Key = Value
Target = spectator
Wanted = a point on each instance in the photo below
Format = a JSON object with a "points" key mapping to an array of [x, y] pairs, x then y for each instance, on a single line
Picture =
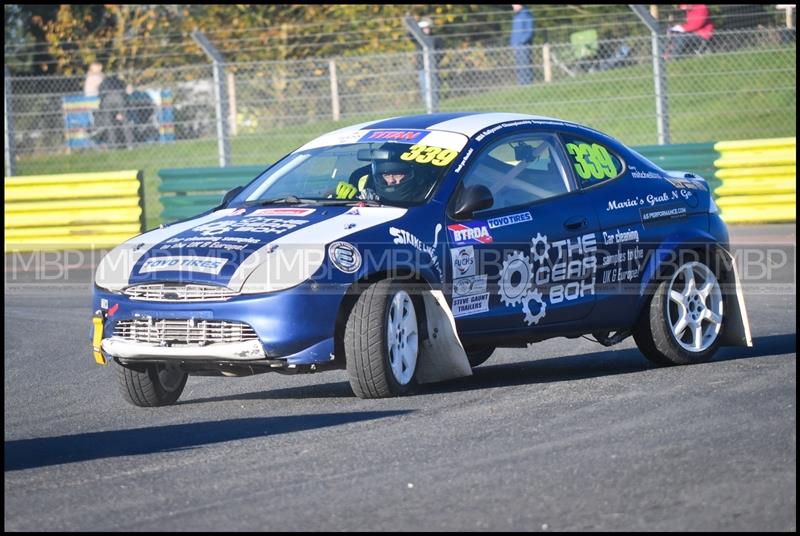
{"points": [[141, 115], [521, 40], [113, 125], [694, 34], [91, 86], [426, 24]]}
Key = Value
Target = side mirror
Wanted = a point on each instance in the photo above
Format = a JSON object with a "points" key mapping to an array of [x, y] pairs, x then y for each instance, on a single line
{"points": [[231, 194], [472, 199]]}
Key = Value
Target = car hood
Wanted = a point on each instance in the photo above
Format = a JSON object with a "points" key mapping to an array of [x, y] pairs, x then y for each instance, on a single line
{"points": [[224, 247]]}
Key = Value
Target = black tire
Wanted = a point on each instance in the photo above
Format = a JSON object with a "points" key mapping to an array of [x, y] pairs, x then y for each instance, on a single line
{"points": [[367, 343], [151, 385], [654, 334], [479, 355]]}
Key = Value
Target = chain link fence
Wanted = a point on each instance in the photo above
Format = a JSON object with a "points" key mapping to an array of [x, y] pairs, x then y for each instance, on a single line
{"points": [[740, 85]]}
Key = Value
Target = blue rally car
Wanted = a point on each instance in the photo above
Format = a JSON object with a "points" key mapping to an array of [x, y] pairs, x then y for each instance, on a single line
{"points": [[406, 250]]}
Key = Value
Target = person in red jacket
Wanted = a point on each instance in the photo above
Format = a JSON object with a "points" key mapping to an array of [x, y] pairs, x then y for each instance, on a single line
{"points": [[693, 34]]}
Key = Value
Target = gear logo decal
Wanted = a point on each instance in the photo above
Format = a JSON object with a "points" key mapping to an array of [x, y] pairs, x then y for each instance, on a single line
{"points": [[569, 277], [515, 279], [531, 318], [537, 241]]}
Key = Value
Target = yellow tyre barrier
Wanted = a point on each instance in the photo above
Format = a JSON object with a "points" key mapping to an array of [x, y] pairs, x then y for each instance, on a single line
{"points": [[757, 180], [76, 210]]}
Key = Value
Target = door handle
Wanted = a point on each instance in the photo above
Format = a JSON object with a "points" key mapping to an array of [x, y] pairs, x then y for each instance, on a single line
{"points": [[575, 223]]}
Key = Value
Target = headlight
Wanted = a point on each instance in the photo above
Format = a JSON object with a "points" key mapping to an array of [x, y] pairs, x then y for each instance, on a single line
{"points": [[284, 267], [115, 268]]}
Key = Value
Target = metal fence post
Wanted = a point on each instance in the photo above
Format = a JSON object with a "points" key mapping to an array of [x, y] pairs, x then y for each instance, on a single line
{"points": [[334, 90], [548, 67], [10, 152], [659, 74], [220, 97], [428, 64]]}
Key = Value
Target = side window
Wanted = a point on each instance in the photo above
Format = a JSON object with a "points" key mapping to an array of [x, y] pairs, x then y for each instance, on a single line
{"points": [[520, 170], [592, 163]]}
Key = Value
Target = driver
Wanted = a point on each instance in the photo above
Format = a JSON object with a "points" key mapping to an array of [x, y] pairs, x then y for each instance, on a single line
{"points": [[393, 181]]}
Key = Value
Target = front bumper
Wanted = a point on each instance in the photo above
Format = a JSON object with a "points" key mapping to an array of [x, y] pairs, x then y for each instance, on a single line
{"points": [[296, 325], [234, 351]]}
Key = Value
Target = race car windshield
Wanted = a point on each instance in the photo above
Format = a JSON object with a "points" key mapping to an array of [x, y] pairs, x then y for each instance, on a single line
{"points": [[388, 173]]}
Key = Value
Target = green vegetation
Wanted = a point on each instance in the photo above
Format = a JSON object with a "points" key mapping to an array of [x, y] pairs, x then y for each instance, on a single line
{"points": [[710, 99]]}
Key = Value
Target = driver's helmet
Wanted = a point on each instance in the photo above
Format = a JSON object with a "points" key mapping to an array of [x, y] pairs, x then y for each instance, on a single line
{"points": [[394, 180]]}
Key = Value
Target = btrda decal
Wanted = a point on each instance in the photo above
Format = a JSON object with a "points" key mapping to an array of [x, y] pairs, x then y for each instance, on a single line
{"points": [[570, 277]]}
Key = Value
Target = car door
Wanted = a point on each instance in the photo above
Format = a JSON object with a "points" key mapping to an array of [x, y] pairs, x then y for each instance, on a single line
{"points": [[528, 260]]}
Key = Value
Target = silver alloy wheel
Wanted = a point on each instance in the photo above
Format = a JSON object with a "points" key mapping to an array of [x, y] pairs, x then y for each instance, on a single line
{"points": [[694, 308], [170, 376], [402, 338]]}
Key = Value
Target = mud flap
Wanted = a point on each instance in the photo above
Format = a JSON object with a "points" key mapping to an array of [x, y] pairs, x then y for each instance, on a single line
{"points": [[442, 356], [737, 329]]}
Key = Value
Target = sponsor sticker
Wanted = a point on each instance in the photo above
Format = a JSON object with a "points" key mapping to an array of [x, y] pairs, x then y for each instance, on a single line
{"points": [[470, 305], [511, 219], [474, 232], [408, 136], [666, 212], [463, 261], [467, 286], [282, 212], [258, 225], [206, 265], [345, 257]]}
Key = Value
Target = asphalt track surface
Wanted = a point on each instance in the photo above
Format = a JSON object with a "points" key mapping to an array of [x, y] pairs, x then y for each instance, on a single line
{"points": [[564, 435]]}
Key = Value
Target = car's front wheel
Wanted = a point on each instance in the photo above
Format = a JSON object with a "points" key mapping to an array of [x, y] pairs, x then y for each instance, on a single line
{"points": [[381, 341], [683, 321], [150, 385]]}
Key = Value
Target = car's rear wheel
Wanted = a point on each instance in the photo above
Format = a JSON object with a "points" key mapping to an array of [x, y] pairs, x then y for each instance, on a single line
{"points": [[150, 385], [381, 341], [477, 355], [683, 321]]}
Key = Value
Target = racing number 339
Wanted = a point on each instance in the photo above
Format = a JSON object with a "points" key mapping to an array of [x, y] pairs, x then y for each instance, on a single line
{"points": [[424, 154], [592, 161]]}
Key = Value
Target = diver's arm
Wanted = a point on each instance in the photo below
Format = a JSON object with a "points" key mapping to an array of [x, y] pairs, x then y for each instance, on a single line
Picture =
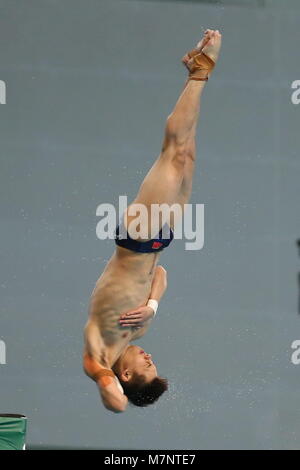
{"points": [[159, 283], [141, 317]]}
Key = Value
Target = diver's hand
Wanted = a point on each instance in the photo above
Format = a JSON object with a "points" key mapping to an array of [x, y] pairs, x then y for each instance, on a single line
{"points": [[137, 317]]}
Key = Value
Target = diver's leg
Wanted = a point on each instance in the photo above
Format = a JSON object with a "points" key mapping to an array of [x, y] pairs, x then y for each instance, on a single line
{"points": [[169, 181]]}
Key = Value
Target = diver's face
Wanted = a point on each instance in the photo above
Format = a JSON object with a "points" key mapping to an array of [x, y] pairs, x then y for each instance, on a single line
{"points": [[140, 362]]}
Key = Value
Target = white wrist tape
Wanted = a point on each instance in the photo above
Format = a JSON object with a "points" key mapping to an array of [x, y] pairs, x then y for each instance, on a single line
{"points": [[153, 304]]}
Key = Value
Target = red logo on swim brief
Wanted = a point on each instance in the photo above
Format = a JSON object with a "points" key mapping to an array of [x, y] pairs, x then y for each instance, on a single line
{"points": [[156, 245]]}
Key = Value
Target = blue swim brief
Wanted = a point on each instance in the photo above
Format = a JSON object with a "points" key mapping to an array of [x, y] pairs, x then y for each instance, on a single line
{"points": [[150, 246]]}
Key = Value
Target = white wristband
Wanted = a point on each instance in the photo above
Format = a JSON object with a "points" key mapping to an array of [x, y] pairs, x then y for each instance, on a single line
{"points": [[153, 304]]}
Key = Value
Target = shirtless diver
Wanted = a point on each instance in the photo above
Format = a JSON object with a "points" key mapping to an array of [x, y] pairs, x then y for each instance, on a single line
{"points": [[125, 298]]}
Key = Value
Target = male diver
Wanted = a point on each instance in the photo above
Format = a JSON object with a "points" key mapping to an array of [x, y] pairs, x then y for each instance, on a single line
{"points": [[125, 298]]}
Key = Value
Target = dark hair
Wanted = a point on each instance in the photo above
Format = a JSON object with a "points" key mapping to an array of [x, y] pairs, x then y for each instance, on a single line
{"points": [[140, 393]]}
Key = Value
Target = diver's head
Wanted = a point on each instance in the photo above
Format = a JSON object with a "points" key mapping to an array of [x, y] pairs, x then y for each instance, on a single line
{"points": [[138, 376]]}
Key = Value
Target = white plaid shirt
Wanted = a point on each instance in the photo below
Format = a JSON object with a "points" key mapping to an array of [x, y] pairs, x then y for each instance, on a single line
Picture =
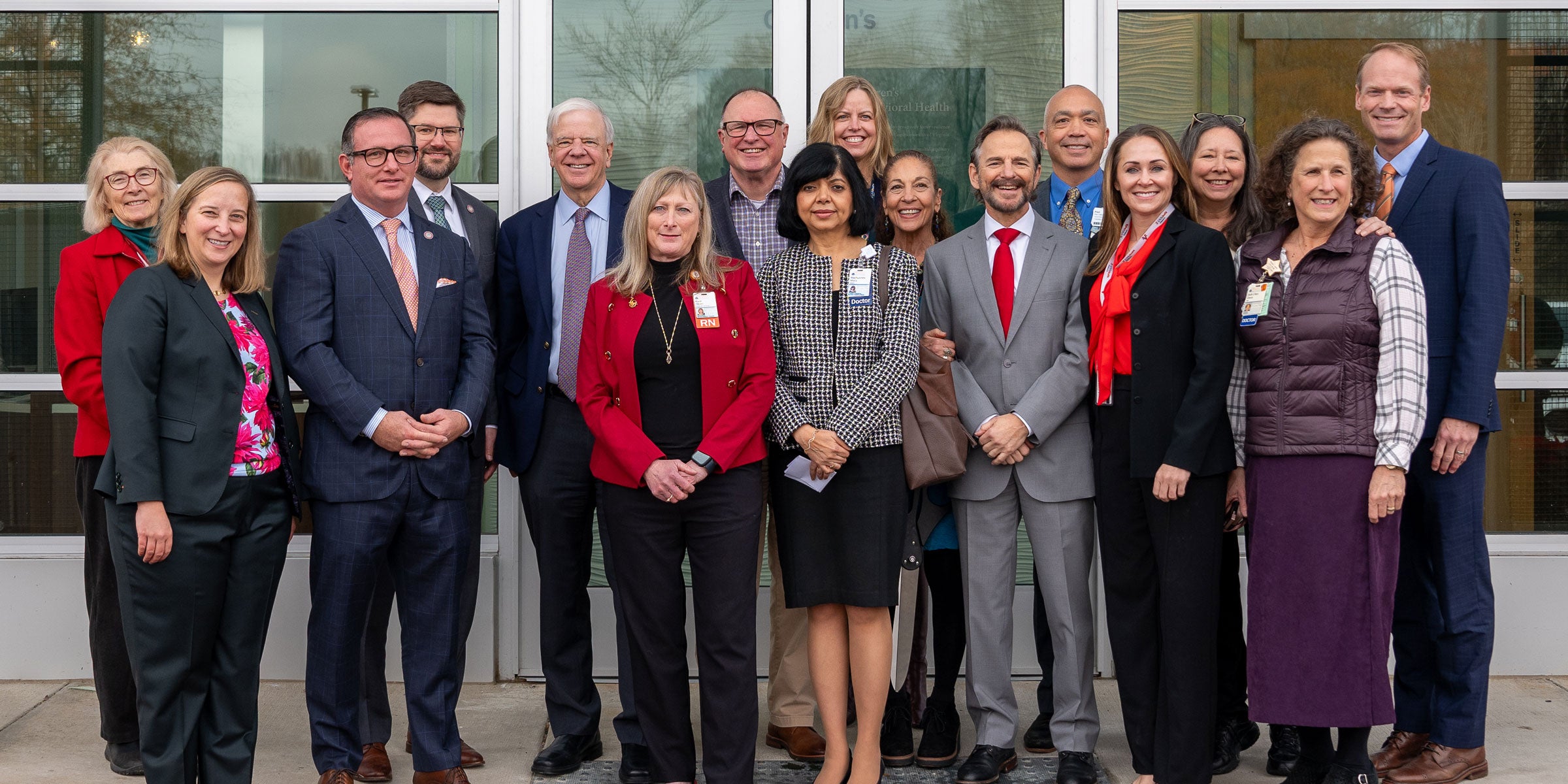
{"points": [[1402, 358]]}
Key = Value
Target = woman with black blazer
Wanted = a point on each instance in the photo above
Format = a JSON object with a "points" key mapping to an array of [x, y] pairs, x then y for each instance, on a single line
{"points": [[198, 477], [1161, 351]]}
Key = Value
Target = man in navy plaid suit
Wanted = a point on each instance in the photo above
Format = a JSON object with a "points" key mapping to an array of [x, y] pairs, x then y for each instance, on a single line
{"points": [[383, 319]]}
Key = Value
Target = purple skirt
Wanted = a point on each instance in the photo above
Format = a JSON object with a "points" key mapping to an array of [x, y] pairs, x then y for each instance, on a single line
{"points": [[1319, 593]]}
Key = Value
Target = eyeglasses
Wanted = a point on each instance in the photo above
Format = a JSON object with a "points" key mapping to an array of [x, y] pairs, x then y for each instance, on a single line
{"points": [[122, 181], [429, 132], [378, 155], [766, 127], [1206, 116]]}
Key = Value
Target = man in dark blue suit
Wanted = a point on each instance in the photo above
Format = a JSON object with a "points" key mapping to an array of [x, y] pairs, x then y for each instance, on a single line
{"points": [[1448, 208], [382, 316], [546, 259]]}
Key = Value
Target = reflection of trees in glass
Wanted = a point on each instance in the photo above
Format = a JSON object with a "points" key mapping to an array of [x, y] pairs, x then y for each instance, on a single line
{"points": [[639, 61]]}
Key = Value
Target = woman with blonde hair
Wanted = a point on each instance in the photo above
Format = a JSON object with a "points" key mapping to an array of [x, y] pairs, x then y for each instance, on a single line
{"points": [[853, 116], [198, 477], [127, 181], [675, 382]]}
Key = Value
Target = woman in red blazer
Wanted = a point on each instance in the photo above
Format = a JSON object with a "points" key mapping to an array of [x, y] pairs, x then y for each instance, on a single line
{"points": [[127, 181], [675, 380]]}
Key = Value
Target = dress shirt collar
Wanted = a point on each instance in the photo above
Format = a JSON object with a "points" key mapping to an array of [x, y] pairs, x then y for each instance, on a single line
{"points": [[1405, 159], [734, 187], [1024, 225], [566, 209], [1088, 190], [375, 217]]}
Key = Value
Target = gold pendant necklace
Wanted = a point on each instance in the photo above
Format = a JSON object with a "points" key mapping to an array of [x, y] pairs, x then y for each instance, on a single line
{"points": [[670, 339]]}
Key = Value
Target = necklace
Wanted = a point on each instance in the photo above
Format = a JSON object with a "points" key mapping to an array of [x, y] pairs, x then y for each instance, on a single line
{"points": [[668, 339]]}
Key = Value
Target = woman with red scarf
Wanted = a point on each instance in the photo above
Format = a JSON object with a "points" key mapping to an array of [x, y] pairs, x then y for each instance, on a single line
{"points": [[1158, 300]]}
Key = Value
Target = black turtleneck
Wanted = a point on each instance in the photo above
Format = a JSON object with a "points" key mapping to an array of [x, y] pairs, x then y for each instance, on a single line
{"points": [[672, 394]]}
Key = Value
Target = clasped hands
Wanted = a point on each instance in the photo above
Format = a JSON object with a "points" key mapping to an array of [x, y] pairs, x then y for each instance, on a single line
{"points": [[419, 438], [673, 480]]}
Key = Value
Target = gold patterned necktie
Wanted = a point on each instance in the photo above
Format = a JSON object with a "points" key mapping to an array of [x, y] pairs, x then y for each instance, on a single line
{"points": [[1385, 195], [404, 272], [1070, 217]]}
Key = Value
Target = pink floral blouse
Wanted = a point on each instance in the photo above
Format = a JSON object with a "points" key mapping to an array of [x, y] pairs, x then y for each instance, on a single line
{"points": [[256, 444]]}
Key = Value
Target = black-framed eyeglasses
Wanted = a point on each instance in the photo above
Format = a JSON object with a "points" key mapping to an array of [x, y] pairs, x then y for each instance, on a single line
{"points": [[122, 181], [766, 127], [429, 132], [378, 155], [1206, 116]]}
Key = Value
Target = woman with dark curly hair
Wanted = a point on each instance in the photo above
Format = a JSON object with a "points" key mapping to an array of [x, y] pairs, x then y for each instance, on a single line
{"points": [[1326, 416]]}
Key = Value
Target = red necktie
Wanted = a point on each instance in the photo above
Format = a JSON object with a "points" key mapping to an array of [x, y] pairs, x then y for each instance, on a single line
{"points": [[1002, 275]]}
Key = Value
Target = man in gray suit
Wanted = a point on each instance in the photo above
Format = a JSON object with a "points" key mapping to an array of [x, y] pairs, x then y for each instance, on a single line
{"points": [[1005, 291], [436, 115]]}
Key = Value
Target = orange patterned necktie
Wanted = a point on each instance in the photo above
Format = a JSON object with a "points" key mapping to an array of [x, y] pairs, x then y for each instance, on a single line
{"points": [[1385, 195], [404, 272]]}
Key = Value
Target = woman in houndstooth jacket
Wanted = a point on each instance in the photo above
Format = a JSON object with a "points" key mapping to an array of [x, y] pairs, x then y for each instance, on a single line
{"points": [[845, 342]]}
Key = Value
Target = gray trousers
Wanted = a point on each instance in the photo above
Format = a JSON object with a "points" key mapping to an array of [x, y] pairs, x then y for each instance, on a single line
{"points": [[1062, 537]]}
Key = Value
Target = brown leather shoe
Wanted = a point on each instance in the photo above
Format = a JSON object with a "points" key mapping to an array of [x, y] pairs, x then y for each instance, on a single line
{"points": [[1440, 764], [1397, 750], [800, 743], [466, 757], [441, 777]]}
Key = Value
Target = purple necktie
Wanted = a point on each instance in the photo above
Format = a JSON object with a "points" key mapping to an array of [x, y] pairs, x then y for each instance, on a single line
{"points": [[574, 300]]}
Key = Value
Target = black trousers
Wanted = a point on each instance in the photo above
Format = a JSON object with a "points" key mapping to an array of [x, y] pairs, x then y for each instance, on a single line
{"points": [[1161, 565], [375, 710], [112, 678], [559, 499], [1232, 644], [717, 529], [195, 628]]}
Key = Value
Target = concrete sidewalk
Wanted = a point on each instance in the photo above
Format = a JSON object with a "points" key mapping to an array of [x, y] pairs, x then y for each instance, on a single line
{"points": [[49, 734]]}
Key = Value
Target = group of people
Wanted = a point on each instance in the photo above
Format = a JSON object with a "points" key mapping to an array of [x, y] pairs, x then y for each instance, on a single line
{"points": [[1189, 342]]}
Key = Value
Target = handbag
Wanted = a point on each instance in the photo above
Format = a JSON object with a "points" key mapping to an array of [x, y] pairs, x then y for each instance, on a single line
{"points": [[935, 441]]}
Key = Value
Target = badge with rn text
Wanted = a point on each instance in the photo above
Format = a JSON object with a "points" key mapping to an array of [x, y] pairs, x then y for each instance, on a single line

Exercise:
Report every line in the records above that contains the string "driver". Case counts.

Answer in full:
Target = driver
Target = driver's helmet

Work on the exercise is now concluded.